- GOAL OF THE EXERCISE
Reproduce the full interview about growing up and learning golf word for word.

━━ PASSAGE SHOWN ━━

RV Where did you grow up?
CL My dad was in oil and gas, so we moved up and down I-35. We lived in Oklahoma, Missouri and Iowa, and every two years we would move to a new place. We settled in Iowa when I was in middle school.
RV How did that shape you?
CL I’ve been around strangers my whole life, and I always had to make new friends. So going out to play golf with strangers is natural for me.
RV When does the golf story begin?
CL When I was eight, [my dad] signed me up for a clinic….I took to it immediately. I loved it! I became friendly with the people on the putting green and then you know what happens when you’re there: “Hey, let’s play a game. Let’s keep score.” My brother and I would use our lunch money to gamble with the old guys at the course. Some days you would triple your lunch money, and then other days you would completely lose it.
RV When did your game really start to take off?
CL I was probably 11 or 12, and my parents got us a membership at a public course. My dad would drop me off on his way to work, and I would help the guys in the cart barn haul the carts. The minute the sun was up, I would practice and play. [My friend] Lisa and I would compete against each other and it was cutthroat. [In high school], when one would get to play in the No. 1 spot and the other one had to play No. 2, we would get furious—typical teenage girls. We wouldn’t talk to each other.

━━━
━━ INFORMATION ━━

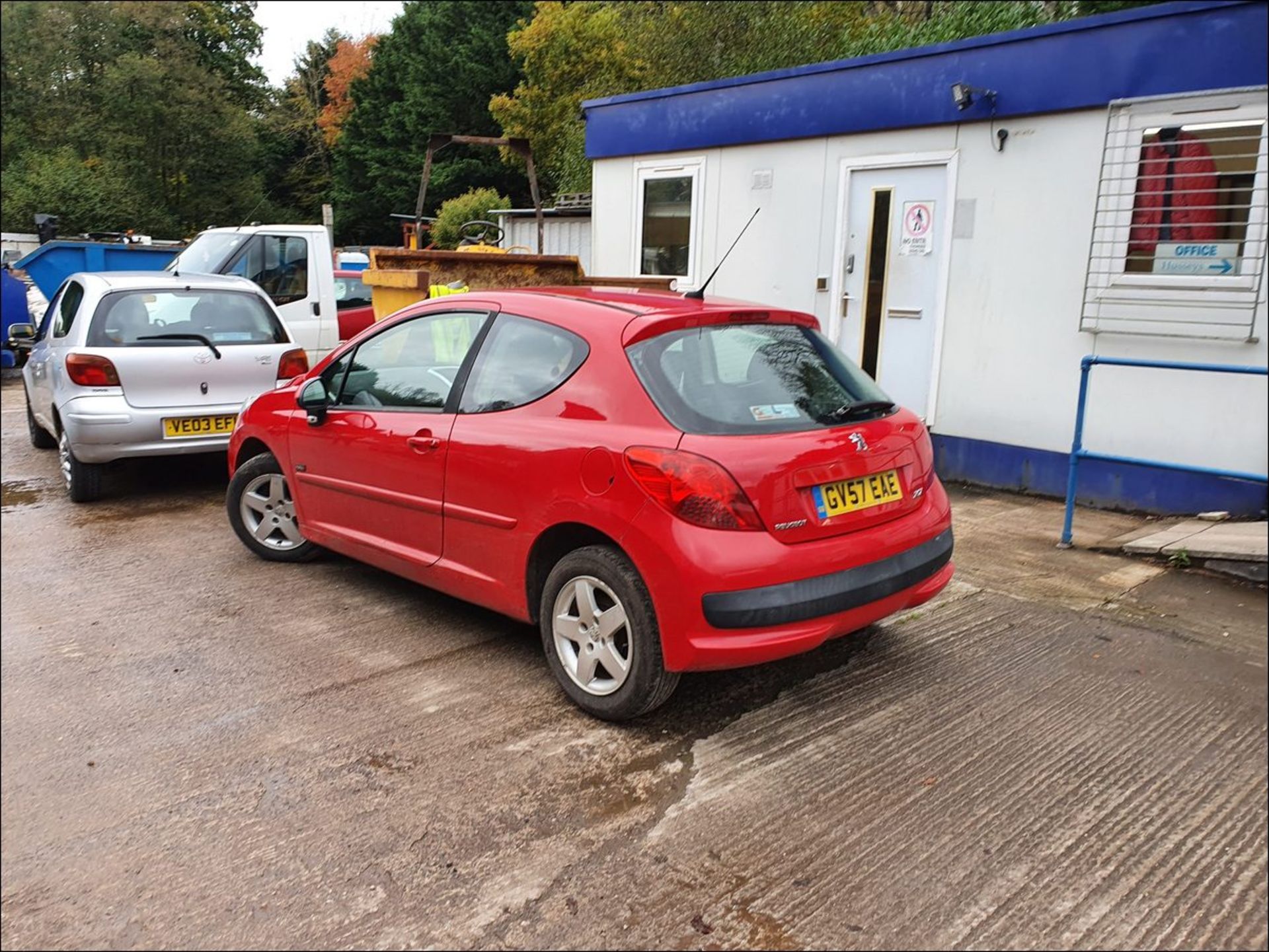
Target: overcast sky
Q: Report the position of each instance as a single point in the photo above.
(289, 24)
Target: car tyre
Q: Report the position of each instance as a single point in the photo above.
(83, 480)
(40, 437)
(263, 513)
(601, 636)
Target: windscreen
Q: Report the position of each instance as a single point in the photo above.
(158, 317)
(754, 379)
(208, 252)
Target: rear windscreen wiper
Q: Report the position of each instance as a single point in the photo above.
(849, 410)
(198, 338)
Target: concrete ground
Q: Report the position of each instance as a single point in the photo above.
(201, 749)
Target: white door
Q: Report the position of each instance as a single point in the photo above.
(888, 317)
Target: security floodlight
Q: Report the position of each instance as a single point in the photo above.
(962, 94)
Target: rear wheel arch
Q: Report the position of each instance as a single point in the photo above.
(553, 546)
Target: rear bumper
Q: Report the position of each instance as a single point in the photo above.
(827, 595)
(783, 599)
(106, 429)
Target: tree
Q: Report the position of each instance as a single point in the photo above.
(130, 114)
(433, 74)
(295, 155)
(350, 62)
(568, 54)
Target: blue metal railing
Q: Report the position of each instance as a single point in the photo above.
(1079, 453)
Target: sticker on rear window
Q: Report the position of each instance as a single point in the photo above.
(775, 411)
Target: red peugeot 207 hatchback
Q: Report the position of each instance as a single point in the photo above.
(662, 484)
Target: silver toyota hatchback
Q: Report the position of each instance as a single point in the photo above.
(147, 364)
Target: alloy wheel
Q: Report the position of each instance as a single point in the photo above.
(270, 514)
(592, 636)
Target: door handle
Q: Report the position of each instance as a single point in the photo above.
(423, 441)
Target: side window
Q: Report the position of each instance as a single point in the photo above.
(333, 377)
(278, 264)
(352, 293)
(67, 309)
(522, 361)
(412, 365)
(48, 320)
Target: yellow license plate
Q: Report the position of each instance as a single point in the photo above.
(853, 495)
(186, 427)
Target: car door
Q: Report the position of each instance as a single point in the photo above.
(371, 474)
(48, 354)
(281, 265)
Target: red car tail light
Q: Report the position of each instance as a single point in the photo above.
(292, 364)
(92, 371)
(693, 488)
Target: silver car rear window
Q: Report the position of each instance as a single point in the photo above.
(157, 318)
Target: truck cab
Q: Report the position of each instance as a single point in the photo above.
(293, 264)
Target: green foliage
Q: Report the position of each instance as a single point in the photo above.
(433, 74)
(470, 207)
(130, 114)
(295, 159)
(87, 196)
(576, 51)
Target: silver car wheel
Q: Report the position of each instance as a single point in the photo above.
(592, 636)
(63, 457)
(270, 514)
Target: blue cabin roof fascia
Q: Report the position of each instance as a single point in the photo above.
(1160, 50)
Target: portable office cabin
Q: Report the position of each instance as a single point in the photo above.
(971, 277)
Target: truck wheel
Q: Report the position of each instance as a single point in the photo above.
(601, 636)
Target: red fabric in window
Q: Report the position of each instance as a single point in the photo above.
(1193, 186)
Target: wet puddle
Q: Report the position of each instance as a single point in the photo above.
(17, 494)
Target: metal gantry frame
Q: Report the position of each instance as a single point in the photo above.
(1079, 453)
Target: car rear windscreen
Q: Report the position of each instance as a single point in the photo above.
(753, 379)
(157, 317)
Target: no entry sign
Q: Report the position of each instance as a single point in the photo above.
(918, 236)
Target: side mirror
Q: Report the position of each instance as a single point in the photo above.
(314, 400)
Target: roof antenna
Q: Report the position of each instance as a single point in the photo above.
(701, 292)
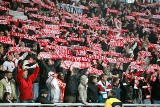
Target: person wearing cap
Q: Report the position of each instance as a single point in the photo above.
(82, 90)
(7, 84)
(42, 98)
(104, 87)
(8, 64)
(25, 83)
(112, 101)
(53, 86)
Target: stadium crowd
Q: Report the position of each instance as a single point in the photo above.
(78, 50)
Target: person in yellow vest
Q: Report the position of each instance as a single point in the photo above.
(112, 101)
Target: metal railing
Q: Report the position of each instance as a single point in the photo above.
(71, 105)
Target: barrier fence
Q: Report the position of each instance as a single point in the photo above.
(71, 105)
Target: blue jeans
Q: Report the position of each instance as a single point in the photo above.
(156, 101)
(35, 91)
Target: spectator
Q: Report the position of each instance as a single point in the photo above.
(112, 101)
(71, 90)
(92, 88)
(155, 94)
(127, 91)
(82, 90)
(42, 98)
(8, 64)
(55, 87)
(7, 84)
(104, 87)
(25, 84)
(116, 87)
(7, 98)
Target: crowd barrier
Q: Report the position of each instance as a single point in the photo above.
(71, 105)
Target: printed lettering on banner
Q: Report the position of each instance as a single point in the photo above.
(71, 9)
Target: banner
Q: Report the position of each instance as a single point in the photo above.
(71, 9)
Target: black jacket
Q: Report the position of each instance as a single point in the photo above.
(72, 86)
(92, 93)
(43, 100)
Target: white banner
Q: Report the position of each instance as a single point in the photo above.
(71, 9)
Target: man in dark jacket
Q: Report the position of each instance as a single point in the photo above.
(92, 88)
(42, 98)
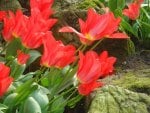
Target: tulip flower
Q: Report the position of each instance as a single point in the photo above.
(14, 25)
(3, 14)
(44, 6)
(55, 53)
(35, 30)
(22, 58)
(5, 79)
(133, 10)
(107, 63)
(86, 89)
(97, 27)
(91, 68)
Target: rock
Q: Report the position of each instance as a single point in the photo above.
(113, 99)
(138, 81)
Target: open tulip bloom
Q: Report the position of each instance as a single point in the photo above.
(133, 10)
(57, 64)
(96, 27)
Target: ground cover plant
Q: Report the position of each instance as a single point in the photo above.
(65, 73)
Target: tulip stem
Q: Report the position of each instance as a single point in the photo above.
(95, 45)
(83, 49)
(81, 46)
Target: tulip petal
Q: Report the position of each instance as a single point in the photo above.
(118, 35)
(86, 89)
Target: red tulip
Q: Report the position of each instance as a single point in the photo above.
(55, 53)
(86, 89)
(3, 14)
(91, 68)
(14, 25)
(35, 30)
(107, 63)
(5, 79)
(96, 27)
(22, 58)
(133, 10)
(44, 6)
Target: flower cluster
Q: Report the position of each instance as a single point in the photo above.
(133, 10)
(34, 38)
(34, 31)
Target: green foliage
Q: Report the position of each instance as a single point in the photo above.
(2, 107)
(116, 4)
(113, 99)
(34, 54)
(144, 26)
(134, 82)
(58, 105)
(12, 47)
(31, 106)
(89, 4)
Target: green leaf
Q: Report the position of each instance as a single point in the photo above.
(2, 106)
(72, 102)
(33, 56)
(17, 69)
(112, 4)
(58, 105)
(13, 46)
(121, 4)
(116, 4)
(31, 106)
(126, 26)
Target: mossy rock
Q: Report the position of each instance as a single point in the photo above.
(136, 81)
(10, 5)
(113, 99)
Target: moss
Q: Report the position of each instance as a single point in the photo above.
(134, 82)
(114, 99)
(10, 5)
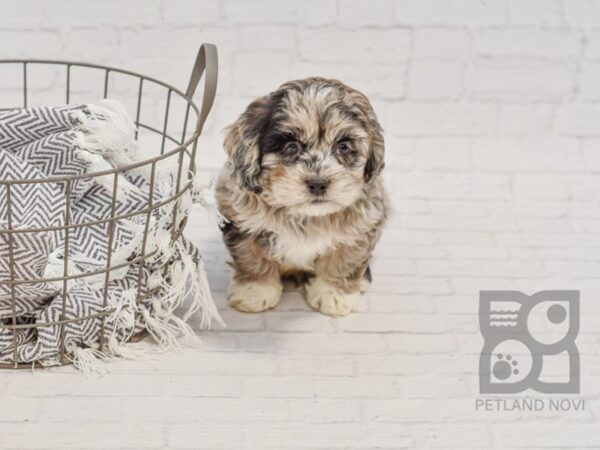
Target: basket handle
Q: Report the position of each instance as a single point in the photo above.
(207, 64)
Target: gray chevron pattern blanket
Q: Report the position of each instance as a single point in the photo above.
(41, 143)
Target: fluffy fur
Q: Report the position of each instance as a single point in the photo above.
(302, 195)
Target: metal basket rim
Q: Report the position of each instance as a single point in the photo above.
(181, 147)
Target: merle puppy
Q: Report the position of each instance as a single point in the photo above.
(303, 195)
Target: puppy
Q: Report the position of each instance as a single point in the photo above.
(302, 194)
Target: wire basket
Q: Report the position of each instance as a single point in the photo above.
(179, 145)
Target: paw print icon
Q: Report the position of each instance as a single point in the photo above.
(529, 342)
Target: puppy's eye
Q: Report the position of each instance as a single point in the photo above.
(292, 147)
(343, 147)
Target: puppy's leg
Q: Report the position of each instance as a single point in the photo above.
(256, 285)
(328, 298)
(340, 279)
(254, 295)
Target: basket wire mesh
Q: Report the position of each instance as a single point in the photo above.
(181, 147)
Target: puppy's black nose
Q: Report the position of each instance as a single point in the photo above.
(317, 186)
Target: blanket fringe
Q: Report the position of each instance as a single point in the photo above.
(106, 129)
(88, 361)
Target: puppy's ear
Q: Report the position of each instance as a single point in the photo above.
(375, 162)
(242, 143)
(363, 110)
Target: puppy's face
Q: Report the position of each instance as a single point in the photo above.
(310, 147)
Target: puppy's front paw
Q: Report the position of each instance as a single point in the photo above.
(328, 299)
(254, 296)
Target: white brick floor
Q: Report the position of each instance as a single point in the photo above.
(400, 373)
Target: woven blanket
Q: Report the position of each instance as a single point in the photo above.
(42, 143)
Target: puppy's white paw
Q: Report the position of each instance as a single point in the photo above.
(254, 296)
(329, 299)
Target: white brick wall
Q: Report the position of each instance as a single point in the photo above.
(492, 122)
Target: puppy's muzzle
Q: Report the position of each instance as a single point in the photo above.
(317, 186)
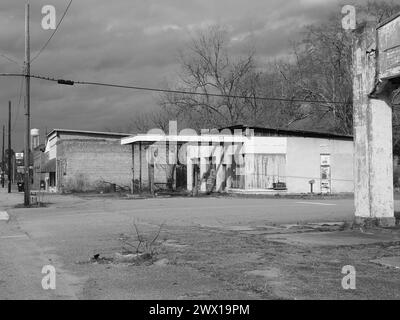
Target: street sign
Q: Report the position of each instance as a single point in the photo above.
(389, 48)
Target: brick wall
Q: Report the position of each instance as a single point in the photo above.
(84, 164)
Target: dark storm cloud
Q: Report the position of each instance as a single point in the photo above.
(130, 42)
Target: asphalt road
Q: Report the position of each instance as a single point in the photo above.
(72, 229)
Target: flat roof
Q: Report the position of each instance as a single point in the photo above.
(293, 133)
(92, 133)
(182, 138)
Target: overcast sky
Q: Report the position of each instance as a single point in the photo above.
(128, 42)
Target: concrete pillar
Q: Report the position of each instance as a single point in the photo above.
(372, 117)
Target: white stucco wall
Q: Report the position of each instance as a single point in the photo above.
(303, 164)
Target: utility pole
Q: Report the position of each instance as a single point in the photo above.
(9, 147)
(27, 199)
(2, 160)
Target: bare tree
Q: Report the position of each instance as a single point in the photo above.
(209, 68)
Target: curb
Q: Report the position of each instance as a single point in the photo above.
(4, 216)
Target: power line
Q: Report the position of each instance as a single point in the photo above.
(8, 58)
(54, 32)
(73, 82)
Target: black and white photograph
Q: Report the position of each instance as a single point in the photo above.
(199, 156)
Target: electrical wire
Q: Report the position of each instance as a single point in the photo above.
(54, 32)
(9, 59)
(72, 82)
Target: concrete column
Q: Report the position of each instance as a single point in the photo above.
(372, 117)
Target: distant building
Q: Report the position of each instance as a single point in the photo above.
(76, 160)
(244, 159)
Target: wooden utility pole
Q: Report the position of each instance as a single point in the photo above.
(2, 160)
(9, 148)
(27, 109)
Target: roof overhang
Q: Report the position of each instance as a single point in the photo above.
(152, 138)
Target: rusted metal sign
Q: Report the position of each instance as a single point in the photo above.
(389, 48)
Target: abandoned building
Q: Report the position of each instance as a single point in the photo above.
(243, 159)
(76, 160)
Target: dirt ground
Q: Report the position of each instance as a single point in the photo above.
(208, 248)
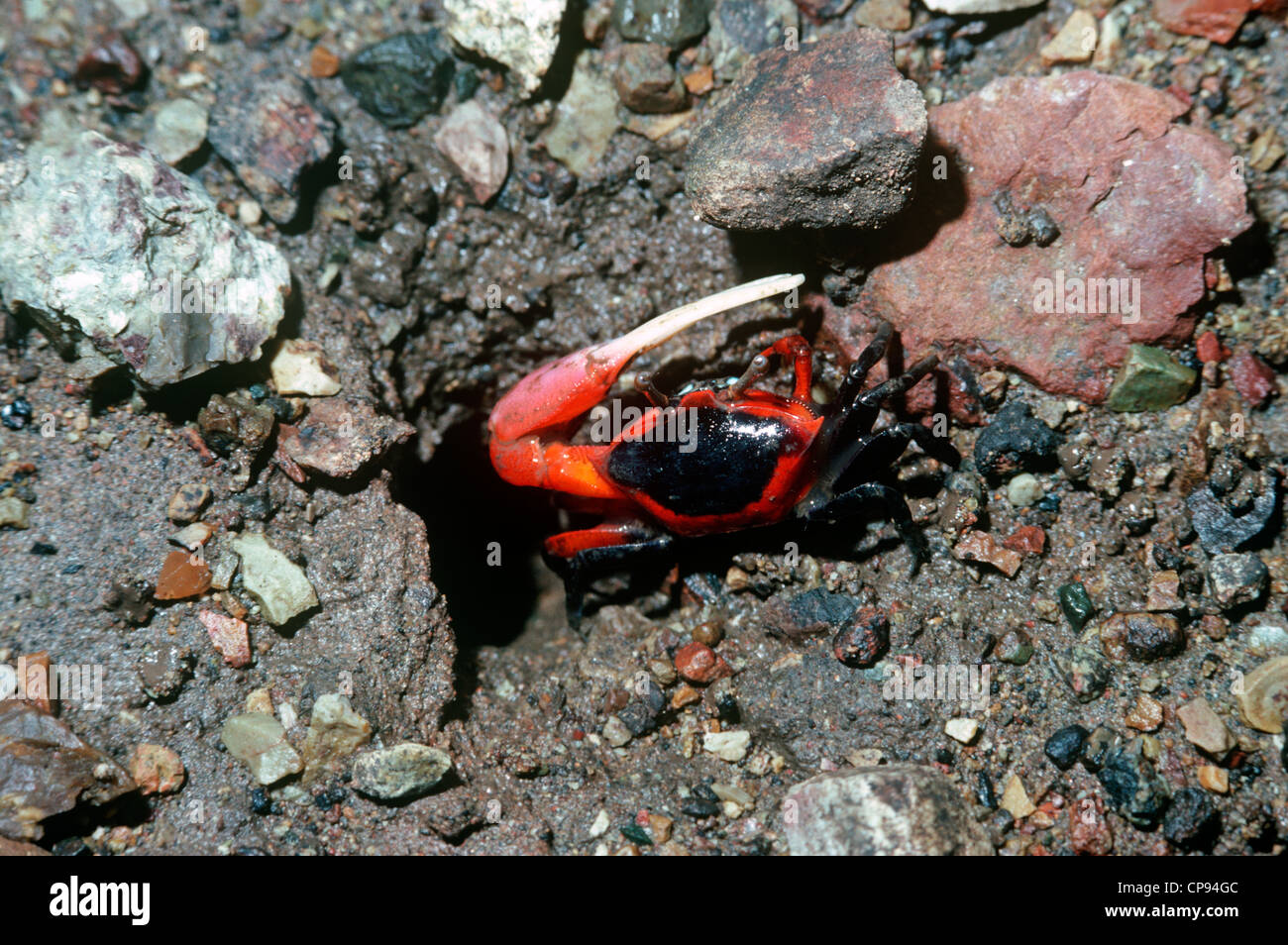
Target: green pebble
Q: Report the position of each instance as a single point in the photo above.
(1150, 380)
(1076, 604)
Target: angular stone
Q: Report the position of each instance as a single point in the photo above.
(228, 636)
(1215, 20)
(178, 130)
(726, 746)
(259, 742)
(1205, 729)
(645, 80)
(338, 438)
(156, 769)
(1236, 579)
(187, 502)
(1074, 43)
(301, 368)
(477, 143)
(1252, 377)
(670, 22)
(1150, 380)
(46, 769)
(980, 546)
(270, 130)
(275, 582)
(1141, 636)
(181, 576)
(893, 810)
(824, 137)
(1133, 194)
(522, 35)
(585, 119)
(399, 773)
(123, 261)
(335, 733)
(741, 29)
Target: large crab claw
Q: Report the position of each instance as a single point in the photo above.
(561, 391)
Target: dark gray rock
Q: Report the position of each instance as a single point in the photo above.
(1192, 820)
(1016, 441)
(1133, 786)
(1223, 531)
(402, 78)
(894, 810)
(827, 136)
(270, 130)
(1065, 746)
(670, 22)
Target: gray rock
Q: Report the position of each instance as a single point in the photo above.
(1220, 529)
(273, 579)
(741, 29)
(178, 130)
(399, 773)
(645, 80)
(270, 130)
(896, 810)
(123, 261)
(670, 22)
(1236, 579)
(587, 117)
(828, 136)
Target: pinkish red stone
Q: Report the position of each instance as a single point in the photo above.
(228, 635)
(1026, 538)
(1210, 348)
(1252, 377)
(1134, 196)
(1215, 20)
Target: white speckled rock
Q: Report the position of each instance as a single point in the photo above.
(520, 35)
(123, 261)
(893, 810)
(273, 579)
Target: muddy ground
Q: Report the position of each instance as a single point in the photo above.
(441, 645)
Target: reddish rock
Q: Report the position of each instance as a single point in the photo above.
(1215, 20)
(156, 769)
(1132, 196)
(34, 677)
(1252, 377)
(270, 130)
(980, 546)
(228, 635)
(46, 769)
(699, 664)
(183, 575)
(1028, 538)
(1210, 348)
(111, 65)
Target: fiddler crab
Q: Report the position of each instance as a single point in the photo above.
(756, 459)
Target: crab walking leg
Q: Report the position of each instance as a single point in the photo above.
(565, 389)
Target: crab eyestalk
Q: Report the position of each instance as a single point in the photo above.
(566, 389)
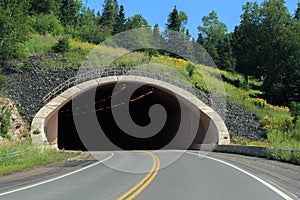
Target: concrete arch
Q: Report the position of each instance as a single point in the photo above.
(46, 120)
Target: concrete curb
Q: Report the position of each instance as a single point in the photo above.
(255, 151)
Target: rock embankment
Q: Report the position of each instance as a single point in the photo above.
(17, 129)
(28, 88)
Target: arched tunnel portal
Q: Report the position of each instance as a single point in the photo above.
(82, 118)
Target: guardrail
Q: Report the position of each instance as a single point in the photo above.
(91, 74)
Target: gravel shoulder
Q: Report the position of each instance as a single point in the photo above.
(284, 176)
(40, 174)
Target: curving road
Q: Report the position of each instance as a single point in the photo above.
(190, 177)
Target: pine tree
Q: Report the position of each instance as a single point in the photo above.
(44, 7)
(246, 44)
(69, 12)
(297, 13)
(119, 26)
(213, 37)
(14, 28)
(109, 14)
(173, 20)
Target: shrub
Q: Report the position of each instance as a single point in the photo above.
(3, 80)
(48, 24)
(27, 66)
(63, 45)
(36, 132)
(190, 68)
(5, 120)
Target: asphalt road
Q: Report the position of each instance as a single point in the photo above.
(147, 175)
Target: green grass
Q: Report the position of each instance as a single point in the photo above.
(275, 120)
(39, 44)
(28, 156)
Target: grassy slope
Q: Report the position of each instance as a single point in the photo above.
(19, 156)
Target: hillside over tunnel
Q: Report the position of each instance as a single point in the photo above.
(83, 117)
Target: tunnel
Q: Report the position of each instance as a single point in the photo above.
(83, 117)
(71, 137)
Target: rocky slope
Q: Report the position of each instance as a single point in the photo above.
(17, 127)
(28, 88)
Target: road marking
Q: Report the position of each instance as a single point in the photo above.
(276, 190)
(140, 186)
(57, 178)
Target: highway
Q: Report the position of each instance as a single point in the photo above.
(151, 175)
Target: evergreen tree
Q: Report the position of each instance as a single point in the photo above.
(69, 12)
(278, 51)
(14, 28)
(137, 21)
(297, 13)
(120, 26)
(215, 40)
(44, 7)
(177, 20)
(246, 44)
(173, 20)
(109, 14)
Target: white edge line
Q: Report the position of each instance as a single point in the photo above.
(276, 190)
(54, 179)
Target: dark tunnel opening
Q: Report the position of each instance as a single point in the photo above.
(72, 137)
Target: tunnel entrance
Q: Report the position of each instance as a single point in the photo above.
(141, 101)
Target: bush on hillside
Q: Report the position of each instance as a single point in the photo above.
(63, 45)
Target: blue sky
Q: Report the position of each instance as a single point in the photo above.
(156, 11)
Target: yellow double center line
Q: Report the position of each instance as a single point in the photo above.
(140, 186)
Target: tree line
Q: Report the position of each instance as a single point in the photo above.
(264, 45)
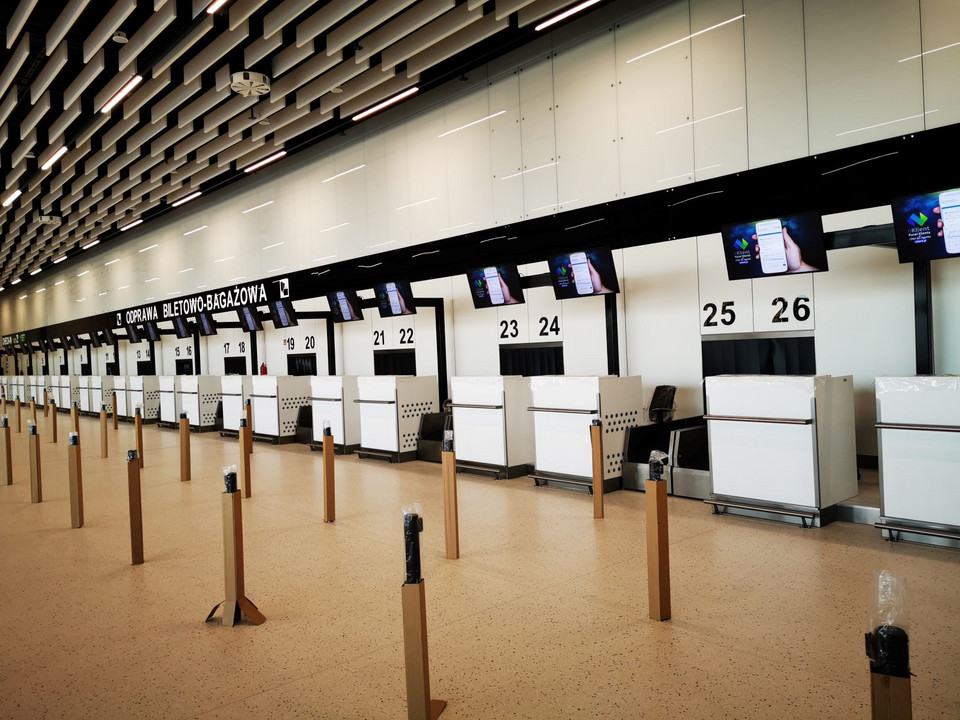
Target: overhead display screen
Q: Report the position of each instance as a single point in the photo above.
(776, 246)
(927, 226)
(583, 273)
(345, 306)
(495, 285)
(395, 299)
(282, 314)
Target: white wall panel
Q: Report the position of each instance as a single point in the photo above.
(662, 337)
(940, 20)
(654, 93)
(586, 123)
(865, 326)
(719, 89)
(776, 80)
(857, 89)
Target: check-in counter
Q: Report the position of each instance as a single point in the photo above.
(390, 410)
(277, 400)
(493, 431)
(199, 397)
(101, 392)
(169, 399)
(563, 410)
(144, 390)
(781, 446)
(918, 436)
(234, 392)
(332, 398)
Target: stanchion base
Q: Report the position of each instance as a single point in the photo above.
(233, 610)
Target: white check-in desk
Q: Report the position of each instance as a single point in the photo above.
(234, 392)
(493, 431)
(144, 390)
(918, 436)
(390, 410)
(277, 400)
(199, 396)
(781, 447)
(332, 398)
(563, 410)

━━━

- SOLUTION TO THIS PROBLEM
RV Where did you grow up?
CL My dad was in oil and gas, so we moved up and down I-35. We lived in Oklahoma, Missouri and Iowa, and every two years we would move to a new place. We settled in Iowa when I was in middle school.
RV How did that shape you?
CL I’ve been around strangers my whole life, and I always had to make new friends. So going out to play golf with strangers is natural for me.
RV When does the golf story begin?
CL When I was eight, [my dad] signed me up for a clinic….I took to it immediately. I loved it! I became friendly with the people on the putting green and then you know what happens when you’re there: “Hey, let’s play a game. Let’s keep score.” My brother and I would use our lunch money to gamble with the old guys at the course. Some days you would triple your lunch money, and then other days you would completely lose it.
RV When did your game really start to take off?
CL I was probably 11 or 12, and my parents got us a membership at a public course. My dad would drop me off on his way to work, and I would help the guys in the cart barn haul the carts. The minute the sun was up, I would practice and play. [My friend] Lisa and I would compete against each other and it was cutthroat. [In high school], when one would get to play in the No. 1 spot and the other one had to play No. 2, we would get furious—typical teenage girls. We wouldn’t talk to each other.